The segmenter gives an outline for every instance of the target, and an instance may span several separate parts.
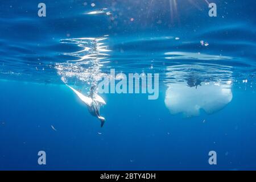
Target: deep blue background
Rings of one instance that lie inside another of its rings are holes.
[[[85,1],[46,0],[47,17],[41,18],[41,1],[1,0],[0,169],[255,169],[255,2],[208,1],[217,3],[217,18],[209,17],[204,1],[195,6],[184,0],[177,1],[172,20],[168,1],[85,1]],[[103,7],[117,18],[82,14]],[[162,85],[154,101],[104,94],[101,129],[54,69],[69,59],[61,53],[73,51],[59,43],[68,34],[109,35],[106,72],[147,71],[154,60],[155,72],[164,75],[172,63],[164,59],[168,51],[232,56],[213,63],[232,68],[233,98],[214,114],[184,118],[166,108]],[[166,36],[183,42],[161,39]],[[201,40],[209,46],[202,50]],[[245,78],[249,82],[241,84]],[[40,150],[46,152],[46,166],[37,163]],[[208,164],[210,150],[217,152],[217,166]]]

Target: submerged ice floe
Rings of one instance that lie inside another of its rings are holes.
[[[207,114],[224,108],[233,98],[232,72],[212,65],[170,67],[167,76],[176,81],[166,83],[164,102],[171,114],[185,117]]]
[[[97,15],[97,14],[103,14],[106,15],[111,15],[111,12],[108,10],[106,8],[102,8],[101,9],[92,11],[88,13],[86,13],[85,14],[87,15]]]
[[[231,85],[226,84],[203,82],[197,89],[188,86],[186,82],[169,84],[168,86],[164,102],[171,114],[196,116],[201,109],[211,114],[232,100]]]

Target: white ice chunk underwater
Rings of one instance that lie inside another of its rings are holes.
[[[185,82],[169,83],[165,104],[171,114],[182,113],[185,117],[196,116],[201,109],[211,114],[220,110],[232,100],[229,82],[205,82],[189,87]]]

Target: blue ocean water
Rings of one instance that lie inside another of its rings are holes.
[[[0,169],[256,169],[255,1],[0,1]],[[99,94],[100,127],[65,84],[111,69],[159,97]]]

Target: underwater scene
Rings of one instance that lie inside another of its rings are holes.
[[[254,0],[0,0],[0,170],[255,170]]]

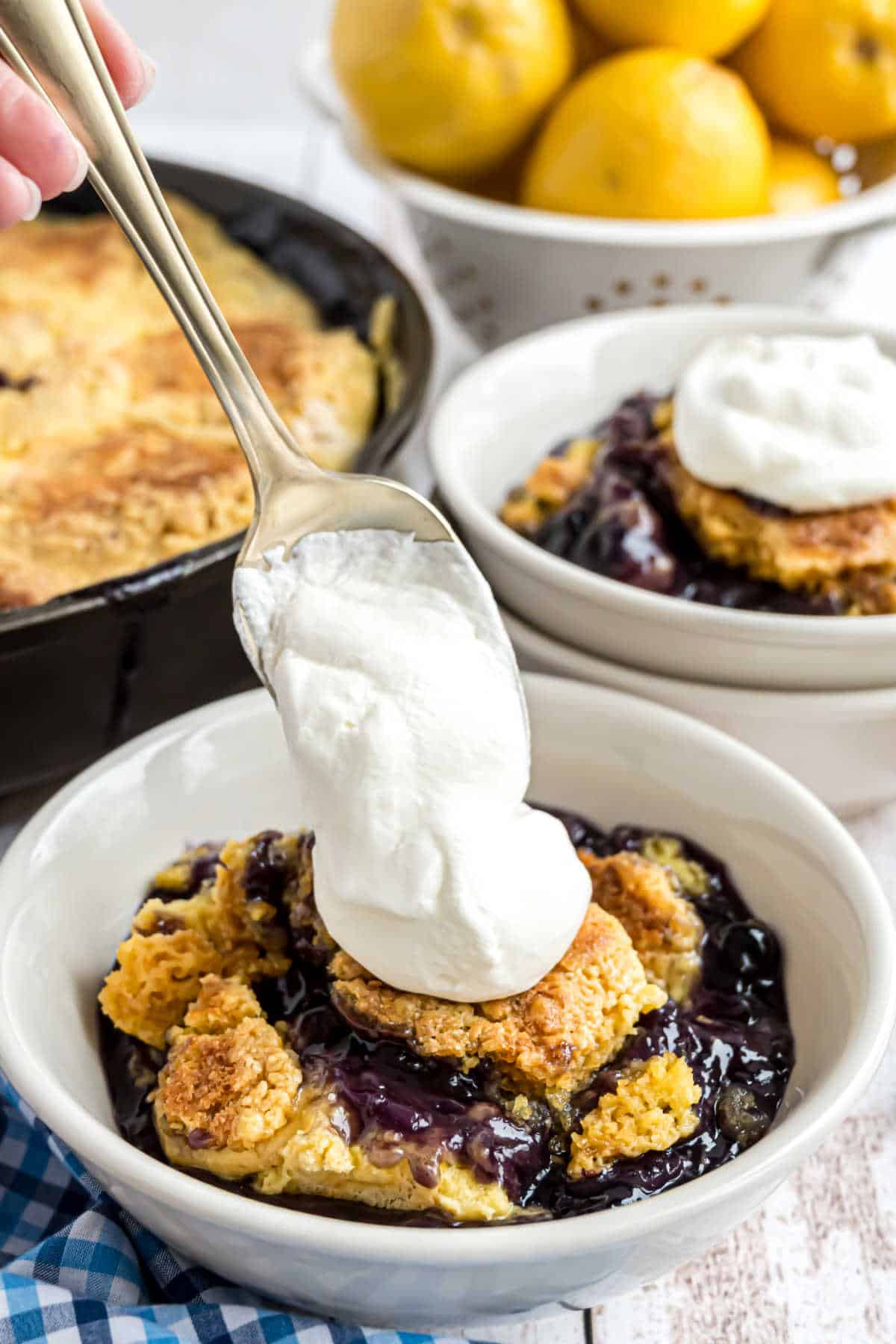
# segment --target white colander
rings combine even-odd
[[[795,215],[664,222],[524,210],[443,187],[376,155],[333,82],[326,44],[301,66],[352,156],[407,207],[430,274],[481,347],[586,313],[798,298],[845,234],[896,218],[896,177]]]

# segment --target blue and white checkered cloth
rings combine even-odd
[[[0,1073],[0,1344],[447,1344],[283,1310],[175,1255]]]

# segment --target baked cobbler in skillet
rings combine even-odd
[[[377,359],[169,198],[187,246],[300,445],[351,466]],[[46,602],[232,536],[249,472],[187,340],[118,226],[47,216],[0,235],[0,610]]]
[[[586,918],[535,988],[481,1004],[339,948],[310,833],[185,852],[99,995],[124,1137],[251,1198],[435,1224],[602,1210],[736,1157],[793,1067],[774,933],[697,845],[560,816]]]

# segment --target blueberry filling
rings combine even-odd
· · ·
● Exercise instructions
Leave out every picture, and repeat word for word only the lines from the one holding "Target: underwater scene" through the end of the entries above, both ends included.

● Task response
Target: underwater scene
Rings of one instance that lie inside another of its rings are holes.
[[[254,0],[0,0],[0,170],[255,170]]]

# segment --target white colander
rings combine even-odd
[[[795,215],[664,222],[524,210],[443,187],[376,155],[333,82],[326,44],[301,66],[352,156],[407,207],[430,274],[481,347],[586,313],[798,298],[845,234],[896,218],[896,177]]]

# segment --target blue and white checkered cloth
rings combine even-odd
[[[0,1073],[0,1344],[447,1344],[283,1310],[175,1255]]]

# segment --target baked cobbler in skillet
rings combine even-odd
[[[377,359],[169,198],[187,246],[300,445],[351,466]],[[46,602],[232,536],[249,472],[187,340],[118,226],[47,216],[0,235],[0,610]]]
[[[586,918],[535,988],[481,1004],[339,948],[310,833],[185,852],[99,995],[124,1137],[251,1198],[435,1224],[602,1210],[736,1157],[793,1067],[774,933],[697,845],[560,816]]]

# segment --target blueberry filling
rings combine even-odd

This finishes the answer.